#### Brief:
Rewrite the passage of the farm loan program report starting at "Loans are disbursed" and ending at "Participating Financial Institutions.", changing "Microfinance Banks" to "Commercial Banks".

#### Document extract:

§ §

Between November 2015 when the ABP scheme was introduced and November 2020, the CBN executed a total of 2.3 million projects under the programme and disbursed N497.2bn to farmers.
However, data obtained from the CBN’s Fourth Quarter 2020 Economic report showed that only N118.7bn had been repaid by the beneficiaries within the review period.
The Tide recall that President Muhammadu Buhari launched the ABP on November 17, 2015 in a bid to reverse Nigeria’s negative balance of payments on food.
Beneficiaries of this programme include farmers cultivating cereals (rice, maize, wheat etc.), cotton, roots and tubers, sugarcane, tree crops, legumes, tomato and livestock.
Loans are disbursed to the beneficiaries through Deposit Money Banks, Development Finance Institutions and Microfinance Banks, which the programme recognises as Participating Financial Institutions.

§ §

#### Recorded data:
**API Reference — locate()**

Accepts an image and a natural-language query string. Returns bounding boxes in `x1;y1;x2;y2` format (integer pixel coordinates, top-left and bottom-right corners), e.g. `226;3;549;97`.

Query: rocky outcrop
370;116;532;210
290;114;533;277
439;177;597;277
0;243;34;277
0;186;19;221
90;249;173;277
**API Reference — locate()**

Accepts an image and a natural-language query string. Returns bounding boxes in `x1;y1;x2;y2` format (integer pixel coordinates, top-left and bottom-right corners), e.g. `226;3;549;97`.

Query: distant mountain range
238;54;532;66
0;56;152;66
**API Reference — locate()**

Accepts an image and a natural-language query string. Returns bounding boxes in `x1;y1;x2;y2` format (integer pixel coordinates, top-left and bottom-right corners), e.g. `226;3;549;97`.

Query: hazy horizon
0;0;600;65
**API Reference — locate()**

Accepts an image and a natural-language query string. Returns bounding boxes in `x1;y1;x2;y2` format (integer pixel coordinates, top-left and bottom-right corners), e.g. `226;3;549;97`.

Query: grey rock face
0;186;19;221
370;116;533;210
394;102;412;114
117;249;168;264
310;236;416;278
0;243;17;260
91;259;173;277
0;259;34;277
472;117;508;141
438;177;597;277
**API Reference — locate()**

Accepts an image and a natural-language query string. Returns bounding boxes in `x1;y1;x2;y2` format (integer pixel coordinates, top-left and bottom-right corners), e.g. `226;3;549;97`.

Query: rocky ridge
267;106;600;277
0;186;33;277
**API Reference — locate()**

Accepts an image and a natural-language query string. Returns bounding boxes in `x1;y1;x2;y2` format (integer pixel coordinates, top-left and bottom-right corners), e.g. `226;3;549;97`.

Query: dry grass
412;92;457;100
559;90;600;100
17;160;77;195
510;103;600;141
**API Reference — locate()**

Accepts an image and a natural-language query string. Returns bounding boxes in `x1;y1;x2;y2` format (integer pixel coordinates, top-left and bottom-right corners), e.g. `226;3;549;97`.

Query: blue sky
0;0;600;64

§ §

#### Worked solution:
Loans are disbursed to the beneficiaries through Deposit Money Banks, Development Finance Institutions and Commercial Banks, which the programme recognises as Participating Financial Institutions.